◆ **DOCUMENT EXTRACT**
****

The response of the Tory press was predictable. They poured scorn on the estimate, and carried on their personal attacks against Prof. Ferguson, despite the fact that he was supported in his beliefs by the other scientists Anthony Costello and David King.
Zelo Street concluded its article with
‘The deflection, pushback and whataboutery confirm this is news that cannot be merely swatted away. Alleged Prime Minister Alexander Boris de Pfeffel Johnson got it horribly wrong; he and his ministers misled the public deliberately and shamefully. And as a result, tens of thousands died needlessly. That is the reality of the situation.
The families of the 30,000 should get an explanation. But they probably won’t.’
https://zelo-street.blogspot.com/2020/06/boris-legacy-30000-more-deaths.html
Absolutely. And governments, the WHO and other international health organisations have known that something like Coronavirus was coming for a very long time. Meera Senthilingam in her book Outbreaks and Epidemics: Battling Infection from Measles to Coronavirus (London: Icon Books 2020) quotes Mike Ryan, executive director of the Health Emergencies Programme at the World Health Organisation, said that an airborne version of Ebola or a form of SARS that was even slightly more transmissible would be enough ‘to bring our society to a halt’. And she observes that this prediction has been confirmed with the emergence of the Coronavirus and the subsequent national lockdowns, the border and school closures and the cancellation of events and their disastrous consequences for business.

****

◆ **TASKS TO CARRY OUT**
#1 Name every person mentioned in the passage about the Covid death estimate.
#2 Please summarize the passage about the Covid death estimate in two sentences.
#3 Carry on writing the passage about the Covid death estimate from its last sentence.
The records below come from a separate source.

◆ **PROVIDED DATA**
****

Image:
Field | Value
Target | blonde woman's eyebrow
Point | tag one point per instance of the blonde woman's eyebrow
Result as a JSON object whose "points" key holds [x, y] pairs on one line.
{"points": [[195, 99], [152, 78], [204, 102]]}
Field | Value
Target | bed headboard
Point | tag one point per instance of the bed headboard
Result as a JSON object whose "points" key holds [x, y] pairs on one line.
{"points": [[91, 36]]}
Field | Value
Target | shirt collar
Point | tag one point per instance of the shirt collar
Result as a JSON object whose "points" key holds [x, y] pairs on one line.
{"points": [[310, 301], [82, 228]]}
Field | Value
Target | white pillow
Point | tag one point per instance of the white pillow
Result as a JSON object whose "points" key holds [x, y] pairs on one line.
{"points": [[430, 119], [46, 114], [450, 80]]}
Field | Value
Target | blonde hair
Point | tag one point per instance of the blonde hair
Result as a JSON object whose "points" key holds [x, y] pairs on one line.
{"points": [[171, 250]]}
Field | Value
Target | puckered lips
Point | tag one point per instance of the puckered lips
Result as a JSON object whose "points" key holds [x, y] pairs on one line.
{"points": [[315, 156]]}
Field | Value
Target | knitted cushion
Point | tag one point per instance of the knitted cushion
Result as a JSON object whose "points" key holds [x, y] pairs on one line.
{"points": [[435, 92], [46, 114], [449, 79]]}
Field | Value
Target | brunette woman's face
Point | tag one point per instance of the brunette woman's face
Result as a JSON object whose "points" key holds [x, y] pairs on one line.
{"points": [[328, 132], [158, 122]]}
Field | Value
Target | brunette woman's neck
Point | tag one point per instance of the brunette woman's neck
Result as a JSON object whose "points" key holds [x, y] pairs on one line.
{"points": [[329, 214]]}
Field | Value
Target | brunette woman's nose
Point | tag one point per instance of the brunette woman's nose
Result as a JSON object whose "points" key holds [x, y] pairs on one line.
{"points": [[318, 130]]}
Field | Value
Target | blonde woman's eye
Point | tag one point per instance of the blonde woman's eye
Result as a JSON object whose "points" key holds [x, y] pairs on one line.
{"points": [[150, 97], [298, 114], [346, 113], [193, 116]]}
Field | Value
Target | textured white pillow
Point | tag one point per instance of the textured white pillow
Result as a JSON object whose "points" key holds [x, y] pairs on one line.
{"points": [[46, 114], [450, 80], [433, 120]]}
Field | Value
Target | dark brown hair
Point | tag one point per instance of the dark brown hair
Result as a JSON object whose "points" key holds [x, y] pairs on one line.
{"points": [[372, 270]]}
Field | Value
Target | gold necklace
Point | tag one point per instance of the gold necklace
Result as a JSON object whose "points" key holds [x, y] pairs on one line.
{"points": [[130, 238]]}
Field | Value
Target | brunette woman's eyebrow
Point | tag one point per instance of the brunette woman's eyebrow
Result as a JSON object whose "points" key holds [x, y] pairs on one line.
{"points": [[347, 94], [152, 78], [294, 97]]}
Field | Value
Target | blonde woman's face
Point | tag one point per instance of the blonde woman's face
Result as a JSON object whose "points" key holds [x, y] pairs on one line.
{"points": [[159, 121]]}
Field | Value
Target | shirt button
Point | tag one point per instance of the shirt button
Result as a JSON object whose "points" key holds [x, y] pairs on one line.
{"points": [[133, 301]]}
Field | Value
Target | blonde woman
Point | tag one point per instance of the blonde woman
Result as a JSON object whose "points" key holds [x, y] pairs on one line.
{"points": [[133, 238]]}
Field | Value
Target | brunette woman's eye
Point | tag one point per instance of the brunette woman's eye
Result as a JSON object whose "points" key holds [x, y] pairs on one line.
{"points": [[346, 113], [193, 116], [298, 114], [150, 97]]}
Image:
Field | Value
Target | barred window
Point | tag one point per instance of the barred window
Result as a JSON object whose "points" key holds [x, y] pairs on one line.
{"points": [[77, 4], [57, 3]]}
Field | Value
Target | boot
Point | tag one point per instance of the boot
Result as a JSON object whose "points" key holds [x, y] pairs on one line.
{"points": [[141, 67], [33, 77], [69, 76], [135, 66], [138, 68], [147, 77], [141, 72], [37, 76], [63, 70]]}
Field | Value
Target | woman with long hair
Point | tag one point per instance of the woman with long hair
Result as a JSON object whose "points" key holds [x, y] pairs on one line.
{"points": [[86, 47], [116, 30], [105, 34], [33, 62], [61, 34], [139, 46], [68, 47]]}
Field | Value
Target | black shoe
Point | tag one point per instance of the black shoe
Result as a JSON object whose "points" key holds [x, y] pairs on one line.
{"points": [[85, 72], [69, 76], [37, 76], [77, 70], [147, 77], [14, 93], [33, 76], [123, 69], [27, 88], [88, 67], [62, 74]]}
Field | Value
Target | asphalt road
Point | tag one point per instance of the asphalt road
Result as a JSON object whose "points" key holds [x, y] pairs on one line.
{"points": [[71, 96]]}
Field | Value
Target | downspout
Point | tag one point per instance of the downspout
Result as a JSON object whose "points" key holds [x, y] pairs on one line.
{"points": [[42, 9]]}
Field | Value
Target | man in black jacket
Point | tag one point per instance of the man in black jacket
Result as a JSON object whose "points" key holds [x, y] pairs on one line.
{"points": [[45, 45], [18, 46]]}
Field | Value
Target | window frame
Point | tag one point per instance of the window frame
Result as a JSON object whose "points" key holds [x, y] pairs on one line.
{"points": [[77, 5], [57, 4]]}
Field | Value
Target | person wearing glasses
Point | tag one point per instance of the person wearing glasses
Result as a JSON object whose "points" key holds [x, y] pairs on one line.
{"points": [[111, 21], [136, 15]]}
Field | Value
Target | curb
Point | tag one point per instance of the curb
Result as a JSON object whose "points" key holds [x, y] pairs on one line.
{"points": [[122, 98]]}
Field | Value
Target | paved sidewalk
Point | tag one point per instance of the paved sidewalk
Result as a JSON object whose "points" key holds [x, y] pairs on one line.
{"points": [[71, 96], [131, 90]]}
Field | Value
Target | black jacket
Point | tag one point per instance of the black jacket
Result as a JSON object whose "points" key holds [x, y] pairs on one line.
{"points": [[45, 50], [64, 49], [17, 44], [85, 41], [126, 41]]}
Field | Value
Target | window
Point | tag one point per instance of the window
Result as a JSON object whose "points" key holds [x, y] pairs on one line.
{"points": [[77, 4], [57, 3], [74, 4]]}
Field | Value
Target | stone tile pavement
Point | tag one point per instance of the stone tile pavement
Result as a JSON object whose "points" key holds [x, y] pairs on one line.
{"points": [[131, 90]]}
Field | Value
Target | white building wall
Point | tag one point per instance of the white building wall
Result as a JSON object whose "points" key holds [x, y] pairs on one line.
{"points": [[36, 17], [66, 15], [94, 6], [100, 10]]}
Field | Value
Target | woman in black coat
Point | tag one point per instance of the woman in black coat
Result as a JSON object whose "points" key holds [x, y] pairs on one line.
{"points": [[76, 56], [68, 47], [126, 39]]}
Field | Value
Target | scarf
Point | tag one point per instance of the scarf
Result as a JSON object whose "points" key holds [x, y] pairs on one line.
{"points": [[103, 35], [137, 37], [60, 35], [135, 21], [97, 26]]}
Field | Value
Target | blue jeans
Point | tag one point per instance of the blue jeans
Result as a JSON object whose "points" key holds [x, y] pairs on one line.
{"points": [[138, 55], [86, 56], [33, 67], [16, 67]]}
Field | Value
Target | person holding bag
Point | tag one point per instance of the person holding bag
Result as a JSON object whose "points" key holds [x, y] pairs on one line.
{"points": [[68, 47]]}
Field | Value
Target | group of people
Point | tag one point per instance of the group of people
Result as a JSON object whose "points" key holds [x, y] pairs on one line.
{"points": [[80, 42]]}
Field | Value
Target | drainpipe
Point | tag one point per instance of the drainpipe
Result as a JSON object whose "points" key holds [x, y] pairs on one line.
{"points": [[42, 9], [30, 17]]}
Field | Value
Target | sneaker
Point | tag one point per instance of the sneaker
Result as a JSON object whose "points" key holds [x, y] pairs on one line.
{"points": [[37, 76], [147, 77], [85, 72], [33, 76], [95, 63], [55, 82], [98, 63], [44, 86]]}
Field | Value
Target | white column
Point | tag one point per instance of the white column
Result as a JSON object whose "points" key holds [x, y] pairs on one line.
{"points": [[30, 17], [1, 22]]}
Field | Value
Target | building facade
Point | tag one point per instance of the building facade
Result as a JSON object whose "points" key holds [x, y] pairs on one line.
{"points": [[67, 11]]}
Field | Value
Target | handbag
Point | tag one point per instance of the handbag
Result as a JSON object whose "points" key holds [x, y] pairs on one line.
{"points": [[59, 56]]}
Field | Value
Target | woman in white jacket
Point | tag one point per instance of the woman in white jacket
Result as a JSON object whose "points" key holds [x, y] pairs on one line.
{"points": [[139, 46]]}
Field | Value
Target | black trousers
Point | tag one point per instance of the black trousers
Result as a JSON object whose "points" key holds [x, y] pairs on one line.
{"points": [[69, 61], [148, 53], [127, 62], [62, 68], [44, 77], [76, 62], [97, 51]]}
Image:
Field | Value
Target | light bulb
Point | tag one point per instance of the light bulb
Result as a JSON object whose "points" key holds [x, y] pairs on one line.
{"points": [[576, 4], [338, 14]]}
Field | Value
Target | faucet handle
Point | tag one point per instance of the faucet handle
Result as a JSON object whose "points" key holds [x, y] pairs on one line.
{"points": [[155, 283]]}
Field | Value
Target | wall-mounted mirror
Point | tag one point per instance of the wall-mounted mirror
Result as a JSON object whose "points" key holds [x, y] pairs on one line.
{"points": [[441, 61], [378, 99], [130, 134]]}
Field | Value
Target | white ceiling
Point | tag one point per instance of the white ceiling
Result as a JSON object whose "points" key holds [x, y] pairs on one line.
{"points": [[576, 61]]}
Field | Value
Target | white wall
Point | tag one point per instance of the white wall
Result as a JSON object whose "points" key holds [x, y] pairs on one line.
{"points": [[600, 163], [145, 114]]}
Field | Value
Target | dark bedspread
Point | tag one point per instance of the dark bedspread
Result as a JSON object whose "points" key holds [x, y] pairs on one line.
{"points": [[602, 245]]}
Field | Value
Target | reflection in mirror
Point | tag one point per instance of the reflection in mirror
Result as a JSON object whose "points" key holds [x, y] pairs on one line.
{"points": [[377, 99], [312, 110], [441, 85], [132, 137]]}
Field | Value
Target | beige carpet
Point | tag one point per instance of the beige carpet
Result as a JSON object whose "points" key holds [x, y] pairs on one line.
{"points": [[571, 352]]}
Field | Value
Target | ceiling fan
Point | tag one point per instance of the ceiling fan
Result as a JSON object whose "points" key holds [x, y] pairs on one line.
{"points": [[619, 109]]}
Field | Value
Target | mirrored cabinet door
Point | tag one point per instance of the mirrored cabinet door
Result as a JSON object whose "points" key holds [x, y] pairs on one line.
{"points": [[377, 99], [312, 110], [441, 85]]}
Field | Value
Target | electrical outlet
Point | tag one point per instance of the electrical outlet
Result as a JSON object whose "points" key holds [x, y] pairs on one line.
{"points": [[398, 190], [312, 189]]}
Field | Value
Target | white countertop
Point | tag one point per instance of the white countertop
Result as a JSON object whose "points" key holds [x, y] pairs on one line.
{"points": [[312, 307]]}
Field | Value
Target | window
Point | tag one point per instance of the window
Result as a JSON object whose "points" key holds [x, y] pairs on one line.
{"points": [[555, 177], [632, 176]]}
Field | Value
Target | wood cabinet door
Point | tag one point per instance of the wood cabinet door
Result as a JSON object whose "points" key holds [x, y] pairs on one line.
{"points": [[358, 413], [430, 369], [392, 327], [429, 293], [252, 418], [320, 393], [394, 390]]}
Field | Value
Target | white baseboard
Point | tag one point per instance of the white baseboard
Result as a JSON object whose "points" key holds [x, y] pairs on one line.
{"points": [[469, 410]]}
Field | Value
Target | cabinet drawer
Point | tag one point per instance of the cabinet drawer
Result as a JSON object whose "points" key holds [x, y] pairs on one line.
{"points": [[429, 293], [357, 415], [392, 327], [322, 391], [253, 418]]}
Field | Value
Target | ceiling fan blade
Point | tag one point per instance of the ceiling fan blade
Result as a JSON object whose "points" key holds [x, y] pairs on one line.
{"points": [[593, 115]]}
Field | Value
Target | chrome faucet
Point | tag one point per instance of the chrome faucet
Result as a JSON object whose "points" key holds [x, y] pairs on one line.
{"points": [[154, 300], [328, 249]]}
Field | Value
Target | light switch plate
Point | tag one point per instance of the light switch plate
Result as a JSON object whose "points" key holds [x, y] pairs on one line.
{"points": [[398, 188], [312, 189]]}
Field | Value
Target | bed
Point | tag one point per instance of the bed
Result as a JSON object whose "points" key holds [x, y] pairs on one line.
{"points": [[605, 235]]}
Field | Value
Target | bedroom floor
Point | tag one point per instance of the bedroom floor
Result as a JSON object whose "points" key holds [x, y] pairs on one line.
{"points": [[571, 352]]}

****

◆ **ANSWERS PROVIDED**
#1 Prof. Ferguson, Anthony Costello, David King, Alexander Boris de Pfeffel Johnson, Meera Senthilingam, Mike Ryan

#2 The Tory press poured scorn on the estimate and kept attacking Prof. Ferguson, while Zelo Street concluded that Johnson and his ministers misled the public and tens of thousands died needlessly. The writer adds that governments and international health organizations had long known something like Coronavirus was coming, citing Meera Senthilingam's book, which quotes Mike Ryan's warning that a more transmissible virus could bring society to a halt.

#3
Mike, Zelo Street and other left-wing bloggers and news sites have posted endless reports revealing how the Tories cut the preparations the Labour government had put in place to guard against an emergency like the Coronavirus. They’ve also revealed that Dominic Cummings and other senior Tories were so taken with the eugenicist doctrine of the survival of the fittest and the desire to protect the economy, that they were determined not to impose a lockdown. And if that meant a few old people dying, ‘too bad’.
Well old people have died, along with the disabled, children, and even those, who were in otherwise excellent health. It’s also carried off the dedicated, heroic doctors, nurses, carers and other vital workers, who have been doing their level best to treat the sick and keep the country running. We’ve all been impressed by their immense dedication and how they’ve worked long hours at great personal risk.
The opposite has been true of Johnson. Not only was he murderously complacent, he was personally idle. The Tories have been trying to portray him as a heroic leader, who has himself worked long hours to combat the disease. But this is a myth, a conscious piece of propaganda, like the way Mussolini put a light in his window at night to convince Italians that he never slept. Boris didn’t bother attending the first five Cobra meetings, and doesn’t like working weekends.
Deaths were unavoidable. But if Boris had acted sooner, if we hadn’t had ten years of Tory misgovernment, during which the NHS has been run down and privatised, poverty massively increased and government preparedness decimated, all in the name of austerity and giving tax cuts to the rich, 30,000 people would still be alive.
Boris Johnson and the Tories are definitely hoping that the reopening of the High Street will bring good news from now on, and that everyone will forget this horrendous death toll.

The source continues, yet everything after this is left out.